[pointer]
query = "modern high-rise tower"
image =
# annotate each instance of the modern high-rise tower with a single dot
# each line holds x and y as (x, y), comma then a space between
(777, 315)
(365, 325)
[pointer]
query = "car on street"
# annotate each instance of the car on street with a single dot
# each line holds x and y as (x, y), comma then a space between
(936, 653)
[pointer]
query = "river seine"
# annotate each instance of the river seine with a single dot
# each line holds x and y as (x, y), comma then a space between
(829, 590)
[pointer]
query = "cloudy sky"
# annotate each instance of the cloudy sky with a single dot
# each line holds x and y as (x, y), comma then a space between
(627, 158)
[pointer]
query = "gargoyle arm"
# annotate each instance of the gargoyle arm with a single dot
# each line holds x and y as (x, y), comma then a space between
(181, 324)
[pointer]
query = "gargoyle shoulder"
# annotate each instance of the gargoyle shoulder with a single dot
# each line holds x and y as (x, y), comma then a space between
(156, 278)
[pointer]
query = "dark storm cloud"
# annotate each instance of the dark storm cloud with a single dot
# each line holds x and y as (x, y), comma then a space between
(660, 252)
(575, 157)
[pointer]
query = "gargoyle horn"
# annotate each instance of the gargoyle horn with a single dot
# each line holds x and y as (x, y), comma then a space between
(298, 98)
==
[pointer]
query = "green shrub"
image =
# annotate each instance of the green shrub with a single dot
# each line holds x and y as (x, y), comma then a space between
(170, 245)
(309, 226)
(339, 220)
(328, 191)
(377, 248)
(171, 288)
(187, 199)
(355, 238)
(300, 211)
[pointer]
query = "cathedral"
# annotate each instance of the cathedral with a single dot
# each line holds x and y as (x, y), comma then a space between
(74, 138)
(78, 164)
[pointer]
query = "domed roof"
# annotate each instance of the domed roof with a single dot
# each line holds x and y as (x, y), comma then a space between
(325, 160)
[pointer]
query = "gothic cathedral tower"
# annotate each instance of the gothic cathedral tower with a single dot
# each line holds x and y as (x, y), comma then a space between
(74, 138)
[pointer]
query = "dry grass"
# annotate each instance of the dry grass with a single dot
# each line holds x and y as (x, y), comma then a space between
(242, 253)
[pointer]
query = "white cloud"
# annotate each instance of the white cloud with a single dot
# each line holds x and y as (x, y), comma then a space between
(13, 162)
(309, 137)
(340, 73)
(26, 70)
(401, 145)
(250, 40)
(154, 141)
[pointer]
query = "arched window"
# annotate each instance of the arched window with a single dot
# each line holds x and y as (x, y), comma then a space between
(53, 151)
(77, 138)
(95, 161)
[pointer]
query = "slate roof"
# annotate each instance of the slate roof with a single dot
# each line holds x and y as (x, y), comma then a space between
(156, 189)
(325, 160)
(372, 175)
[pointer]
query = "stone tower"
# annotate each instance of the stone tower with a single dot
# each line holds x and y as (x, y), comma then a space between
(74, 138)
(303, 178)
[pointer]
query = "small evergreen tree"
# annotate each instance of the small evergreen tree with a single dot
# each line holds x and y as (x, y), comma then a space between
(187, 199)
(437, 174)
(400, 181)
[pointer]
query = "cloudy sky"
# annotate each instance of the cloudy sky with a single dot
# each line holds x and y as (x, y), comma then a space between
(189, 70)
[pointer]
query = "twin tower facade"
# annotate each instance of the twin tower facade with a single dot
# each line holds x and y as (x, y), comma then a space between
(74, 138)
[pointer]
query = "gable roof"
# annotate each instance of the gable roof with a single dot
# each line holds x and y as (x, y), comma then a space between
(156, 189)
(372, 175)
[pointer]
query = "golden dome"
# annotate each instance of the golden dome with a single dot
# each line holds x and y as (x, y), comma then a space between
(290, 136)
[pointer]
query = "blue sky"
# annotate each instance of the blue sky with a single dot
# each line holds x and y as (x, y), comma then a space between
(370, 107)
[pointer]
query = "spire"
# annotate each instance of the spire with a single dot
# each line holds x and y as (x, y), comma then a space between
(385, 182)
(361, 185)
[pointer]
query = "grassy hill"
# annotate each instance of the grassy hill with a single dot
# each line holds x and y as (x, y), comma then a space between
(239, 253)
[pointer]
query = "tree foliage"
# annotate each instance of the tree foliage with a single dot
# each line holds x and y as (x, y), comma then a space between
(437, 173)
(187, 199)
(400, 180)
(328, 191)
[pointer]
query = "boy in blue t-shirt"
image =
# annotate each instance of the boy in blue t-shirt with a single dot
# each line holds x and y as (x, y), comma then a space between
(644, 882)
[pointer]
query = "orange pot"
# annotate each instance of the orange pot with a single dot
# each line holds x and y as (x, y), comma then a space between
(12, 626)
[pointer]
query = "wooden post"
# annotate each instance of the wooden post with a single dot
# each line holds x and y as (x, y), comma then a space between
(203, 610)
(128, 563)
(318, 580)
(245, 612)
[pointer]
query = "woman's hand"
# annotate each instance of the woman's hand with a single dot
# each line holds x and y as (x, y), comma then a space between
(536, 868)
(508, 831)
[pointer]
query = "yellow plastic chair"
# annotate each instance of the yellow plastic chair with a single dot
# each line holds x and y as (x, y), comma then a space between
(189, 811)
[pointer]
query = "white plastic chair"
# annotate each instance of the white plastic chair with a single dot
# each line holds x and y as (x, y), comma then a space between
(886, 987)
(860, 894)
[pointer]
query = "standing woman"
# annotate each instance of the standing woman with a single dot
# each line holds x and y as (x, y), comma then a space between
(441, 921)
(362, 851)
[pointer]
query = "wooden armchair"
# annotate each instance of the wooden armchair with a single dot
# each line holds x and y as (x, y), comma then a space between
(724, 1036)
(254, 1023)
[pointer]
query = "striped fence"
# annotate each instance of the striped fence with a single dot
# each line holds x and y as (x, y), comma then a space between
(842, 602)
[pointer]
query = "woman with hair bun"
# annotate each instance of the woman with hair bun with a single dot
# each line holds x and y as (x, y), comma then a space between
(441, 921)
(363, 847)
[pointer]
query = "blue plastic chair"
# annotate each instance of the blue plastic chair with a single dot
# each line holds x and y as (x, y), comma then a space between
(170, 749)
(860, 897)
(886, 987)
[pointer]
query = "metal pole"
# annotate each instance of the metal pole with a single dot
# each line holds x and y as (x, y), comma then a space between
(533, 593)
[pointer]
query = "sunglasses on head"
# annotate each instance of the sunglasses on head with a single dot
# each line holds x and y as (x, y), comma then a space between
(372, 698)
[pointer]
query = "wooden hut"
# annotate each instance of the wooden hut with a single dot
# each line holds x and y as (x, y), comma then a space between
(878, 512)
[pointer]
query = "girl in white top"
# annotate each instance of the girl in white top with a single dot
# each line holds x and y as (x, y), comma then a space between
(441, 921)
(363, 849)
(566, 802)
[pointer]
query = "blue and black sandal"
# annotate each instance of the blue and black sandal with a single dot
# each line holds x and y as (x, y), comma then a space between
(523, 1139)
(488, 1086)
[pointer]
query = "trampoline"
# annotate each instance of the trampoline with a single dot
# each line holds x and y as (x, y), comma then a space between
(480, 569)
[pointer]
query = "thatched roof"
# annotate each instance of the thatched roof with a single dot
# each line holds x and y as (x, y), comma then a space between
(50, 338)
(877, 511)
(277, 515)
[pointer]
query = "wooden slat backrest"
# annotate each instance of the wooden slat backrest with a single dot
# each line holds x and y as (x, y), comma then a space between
==
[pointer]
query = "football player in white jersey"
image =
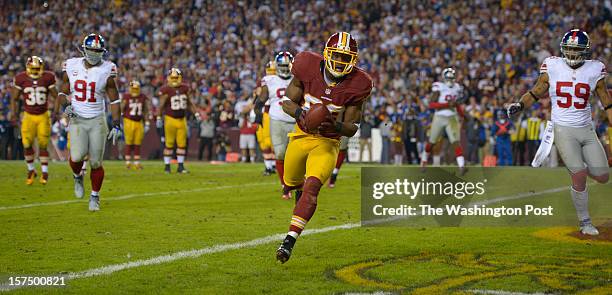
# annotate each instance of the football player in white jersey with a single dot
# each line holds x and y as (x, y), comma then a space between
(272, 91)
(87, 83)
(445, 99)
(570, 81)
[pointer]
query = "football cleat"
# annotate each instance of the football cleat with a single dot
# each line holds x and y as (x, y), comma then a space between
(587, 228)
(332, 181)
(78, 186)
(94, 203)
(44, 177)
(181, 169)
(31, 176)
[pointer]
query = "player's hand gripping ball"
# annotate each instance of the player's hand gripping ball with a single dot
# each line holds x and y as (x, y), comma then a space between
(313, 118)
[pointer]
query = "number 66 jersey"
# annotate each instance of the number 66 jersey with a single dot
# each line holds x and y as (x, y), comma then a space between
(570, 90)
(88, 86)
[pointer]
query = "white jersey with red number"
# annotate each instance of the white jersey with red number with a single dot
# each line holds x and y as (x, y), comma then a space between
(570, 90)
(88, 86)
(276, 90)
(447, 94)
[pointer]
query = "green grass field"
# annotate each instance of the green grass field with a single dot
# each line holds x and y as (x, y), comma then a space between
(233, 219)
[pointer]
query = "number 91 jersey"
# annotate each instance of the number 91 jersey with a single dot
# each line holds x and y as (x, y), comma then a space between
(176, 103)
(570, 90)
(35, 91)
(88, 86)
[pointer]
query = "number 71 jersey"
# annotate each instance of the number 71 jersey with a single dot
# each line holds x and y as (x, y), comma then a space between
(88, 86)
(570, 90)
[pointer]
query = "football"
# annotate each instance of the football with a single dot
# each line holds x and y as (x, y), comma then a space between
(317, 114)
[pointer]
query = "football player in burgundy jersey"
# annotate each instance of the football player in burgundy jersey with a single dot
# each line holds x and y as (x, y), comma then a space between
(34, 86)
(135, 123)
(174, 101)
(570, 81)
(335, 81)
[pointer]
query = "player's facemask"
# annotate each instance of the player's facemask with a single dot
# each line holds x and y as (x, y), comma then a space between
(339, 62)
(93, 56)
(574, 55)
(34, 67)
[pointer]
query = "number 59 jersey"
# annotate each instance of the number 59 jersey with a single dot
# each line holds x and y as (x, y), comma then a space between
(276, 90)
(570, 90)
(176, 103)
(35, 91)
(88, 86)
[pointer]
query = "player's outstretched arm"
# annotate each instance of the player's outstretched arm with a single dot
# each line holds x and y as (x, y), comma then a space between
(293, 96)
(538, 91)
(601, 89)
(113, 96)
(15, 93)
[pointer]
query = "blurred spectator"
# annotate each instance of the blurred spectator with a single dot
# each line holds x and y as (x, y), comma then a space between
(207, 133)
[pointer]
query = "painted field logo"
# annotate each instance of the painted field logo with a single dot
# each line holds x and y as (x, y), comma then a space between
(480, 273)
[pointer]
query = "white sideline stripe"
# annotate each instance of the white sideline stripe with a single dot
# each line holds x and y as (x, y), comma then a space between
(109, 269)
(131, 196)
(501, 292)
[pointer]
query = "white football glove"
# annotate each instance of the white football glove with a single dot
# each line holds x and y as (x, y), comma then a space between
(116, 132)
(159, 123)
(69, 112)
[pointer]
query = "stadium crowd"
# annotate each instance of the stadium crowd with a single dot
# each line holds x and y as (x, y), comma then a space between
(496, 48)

### The exercise
From the items above, pull out and copy each line that contains the word "tower".

### Full answer
query = "modern high-rise tower"
# annotate each instance of the modern high-rise tower with a single dot
query = "gothic cathedral tower"
# annotate each instance of the gothic cathedral tower with a single dot
query = "stone tower"
# annotate each instance of the stone tower with a single dot
query = "twin tower facade"
# annotate each instance of the twin tower facade with a single dot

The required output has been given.